| INSTRUCTIONS FOR THE TASK |
Copy out the records from the line containing "brown patch on fur -> mask for every instance" through the line containing "97], [214, 85]]", with both of those lines included, without changing anything.

| WORKING DATA |
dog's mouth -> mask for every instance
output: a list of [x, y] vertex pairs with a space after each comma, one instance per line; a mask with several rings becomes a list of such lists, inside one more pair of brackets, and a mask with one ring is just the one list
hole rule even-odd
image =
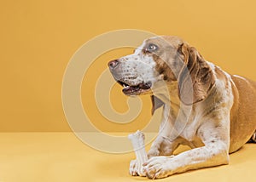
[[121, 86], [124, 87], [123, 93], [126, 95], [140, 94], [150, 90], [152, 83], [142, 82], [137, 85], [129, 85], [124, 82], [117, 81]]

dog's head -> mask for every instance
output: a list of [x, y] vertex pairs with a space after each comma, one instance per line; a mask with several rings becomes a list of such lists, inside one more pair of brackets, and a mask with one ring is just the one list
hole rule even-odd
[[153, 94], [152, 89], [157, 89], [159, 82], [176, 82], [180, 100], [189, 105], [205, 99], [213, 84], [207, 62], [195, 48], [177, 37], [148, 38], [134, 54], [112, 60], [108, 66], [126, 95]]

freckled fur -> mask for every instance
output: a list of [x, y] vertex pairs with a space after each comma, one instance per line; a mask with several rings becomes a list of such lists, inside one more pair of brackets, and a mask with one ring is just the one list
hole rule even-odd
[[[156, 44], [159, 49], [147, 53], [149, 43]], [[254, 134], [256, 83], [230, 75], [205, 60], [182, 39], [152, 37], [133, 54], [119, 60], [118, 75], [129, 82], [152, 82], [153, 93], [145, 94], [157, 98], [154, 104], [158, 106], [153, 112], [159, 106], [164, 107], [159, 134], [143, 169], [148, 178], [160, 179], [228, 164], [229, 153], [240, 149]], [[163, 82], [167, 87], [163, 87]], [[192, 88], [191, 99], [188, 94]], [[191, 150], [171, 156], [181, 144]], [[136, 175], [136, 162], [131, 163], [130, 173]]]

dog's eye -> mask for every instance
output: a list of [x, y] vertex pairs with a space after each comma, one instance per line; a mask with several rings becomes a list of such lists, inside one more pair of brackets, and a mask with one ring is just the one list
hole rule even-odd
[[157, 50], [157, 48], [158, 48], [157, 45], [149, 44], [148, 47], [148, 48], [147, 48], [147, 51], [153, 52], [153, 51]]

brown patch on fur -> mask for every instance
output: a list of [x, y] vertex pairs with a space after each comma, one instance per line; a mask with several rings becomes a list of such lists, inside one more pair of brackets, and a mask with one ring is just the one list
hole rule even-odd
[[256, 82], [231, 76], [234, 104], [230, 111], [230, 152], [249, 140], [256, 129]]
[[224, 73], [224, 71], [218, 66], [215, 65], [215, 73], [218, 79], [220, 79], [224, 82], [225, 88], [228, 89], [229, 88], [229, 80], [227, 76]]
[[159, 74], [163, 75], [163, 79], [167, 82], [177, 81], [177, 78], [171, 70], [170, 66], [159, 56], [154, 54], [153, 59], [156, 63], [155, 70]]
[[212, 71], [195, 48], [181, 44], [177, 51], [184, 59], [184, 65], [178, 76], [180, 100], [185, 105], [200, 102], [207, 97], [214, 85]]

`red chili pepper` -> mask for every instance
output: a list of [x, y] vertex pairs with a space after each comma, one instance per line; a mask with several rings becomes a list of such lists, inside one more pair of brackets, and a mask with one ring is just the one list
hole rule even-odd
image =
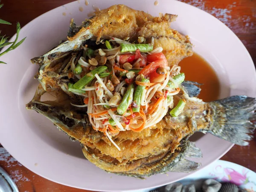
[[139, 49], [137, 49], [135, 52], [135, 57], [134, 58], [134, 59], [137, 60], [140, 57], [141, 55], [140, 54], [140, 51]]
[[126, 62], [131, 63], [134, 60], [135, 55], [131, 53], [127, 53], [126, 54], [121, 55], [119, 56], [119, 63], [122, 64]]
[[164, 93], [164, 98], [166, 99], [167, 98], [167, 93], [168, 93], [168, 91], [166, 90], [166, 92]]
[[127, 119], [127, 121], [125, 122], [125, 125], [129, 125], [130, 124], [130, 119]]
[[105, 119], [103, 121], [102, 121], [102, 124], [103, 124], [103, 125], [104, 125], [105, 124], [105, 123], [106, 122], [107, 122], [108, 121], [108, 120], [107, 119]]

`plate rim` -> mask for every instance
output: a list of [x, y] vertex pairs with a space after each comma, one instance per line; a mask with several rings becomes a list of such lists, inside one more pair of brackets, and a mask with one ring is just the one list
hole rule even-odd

---

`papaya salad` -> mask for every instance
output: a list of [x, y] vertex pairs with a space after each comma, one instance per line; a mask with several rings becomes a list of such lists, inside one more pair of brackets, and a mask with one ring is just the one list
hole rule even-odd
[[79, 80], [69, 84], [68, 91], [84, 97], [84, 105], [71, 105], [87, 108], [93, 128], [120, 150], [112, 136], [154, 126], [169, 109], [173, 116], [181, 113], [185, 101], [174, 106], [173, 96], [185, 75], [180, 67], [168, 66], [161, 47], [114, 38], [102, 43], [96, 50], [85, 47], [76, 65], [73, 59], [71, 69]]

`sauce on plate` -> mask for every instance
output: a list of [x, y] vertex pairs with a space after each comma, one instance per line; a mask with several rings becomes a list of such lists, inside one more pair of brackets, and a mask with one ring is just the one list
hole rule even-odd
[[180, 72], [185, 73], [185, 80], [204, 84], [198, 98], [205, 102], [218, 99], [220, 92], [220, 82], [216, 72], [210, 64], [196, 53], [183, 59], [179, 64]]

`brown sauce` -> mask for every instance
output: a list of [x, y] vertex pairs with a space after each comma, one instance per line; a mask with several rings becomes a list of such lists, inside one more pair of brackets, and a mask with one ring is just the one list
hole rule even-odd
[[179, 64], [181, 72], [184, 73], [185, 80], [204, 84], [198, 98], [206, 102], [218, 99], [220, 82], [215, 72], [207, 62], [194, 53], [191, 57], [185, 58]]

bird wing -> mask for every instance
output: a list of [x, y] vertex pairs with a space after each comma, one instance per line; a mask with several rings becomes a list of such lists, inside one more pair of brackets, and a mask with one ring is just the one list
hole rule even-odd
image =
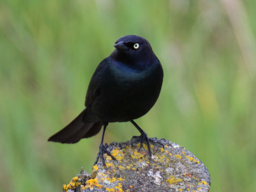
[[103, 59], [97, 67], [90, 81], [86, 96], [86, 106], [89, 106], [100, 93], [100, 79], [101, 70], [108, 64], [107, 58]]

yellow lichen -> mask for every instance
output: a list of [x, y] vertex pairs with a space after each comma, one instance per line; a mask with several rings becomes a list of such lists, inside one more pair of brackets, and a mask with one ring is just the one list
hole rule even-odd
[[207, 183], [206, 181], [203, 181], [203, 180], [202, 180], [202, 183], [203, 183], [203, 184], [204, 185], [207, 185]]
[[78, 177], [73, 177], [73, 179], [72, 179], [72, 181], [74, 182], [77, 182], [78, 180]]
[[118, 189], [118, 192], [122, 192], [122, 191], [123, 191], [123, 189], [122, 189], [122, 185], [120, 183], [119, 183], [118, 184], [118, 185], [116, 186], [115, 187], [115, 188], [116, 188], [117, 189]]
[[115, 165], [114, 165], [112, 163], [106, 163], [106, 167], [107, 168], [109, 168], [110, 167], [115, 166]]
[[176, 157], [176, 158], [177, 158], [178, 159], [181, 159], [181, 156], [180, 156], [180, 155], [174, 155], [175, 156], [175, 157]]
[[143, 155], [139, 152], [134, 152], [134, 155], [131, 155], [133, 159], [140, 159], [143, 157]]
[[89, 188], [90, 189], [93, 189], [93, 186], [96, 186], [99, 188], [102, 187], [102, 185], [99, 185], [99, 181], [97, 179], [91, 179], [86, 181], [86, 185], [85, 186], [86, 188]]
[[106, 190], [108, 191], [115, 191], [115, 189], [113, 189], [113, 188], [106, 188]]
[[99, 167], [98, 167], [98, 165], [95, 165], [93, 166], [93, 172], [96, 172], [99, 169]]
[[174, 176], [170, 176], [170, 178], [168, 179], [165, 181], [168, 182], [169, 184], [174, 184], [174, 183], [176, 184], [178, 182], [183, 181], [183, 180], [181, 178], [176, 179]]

| THE OUTPUT |
brown patch on fur -> mask for every instance
output: a list of [x, y] vertex pairs with a space after each comma, one instance per line; a mask with several rings becomes a list of such lists, inside one more pair of brackets, and a mask with one ring is just the one list
hole rule even-odd
[[256, 82], [231, 76], [234, 104], [230, 111], [230, 152], [249, 140], [256, 129]]
[[224, 73], [224, 71], [218, 66], [215, 65], [215, 73], [218, 79], [220, 79], [224, 82], [225, 88], [228, 89], [229, 88], [229, 80], [227, 76]]
[[159, 74], [163, 75], [163, 79], [167, 82], [177, 81], [177, 78], [171, 70], [170, 66], [159, 56], [154, 54], [153, 59], [156, 63], [155, 70]]
[[212, 71], [195, 48], [181, 44], [177, 51], [184, 59], [184, 65], [178, 76], [180, 100], [185, 105], [200, 102], [207, 97], [214, 85]]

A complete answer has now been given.